Could every line of the data be printed exactly as it reads?

Given data:
__________

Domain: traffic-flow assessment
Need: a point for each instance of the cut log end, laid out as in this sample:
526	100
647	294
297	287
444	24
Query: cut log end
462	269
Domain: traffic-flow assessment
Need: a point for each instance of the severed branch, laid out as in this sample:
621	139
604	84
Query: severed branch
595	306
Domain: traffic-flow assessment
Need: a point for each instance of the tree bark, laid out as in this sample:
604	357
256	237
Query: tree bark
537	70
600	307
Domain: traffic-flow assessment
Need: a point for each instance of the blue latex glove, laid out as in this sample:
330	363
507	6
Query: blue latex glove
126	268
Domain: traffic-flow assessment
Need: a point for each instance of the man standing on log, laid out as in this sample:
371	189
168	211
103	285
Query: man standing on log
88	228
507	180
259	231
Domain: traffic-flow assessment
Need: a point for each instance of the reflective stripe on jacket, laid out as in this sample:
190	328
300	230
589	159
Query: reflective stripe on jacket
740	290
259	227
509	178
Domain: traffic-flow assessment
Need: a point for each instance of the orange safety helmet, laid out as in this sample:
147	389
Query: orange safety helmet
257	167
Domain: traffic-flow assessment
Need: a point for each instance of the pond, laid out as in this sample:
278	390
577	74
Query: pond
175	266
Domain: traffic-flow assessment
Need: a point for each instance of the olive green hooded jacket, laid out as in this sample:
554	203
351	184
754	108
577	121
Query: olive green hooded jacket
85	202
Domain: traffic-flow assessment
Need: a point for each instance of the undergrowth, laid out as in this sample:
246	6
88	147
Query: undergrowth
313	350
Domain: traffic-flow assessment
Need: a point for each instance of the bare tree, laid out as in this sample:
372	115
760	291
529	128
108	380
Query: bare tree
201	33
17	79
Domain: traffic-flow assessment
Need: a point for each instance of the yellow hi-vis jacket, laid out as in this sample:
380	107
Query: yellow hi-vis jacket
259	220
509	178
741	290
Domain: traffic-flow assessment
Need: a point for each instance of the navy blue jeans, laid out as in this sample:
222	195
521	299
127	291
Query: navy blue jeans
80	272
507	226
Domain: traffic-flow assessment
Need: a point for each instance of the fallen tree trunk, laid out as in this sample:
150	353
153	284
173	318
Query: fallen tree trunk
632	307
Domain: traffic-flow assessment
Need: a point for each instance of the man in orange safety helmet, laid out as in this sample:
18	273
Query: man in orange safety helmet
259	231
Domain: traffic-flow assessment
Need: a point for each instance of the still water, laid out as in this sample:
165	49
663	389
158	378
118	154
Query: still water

__________

Result of the exercise:
Domain: traffic-flow assessment
Need: a point for each instance of the cut log end, laid out as in this sample:
526	100
647	294
297	287
444	24
Query: cut log end
462	269
Domain: traffic-flow assessment
Need: a point for each instance of the severed branch, laid out as in this sample:
621	139
604	84
Query: severed branch
595	306
Domain: traffic-flow assessment
Need: a point for each instance of the tree bark, laid out as in this sample:
604	357
256	237
Query: tree bark
537	70
600	307
Domain: traffic-flow assessment
Need: a point for each instance of the blue latex glove, laid out as in this sample:
330	363
507	6
Query: blue latex glove
126	268
Domain: traffic-flow assessment
Need: a point for each instance of the man standing on log, laid out as in this sample:
371	189
168	211
103	285
Query: man standing on log
88	228
507	180
259	231
Domain: traffic-flow assessment
Need: a point for each instance of the reflective stripe on jacket, laid out as in this sample:
190	328
300	230
589	159
Query: reflective stripe on jacket
740	290
259	227
509	178
Domain: traffic-flow assessment
Need: a point for each instance of the orange safety helmet, laid out as in this sample:
147	389
Query: orange safety helmet
257	167
Domain: traffic-flow assessment
Need: a point for each instance of the pond, laid out as in this sample:
278	390
577	74
Query: pond
175	266
Domain: traffic-flow assessment
Need: a point for each instance of the olive green hooded jacket, laid out as in this sample:
554	203
351	184
754	108
577	121
Query: olive green hooded jacket
85	202
Domain: traffic-flow assessment
Need: a point for each instance of the undergrowth, laid out as in this sample:
246	6
88	147
Query: undergrowth
313	350
Domain: traffic-flow assessment
Need: a point for each instance of the bare tree, laid out as in this sample:
372	115
760	291
529	128
108	380
Query: bare tree
201	33
17	79
Domain: traffic-flow assessment
Need: a point for each instance of the yellow hi-vis jacket, laid out as in this sample:
380	107
Query: yellow hi-vis jacket
259	220
509	178
741	290
Domain: traffic-flow assessment
Need: a point for each instance of the navy blue jeans, laid out as in this sample:
222	195
521	299
127	291
Query: navy blue jeans
80	272
507	226
Domain: traffic-flow assessment
Need: a point for each instance of the fallen tree trunk, laid out as in this sample:
150	353
153	284
173	318
Query: fallen tree trunk
632	307
Domain: traffic-flow assessment
Need: a point for each instance of the man in orange safety helmet, laid out as in this sample:
18	273
Query: man in orange safety helmet
259	231
Domain: traffic-flow assessment
Need: a point for each instance of the still water, laid out as in this sample:
165	49
663	389
158	378
118	154
Query: still water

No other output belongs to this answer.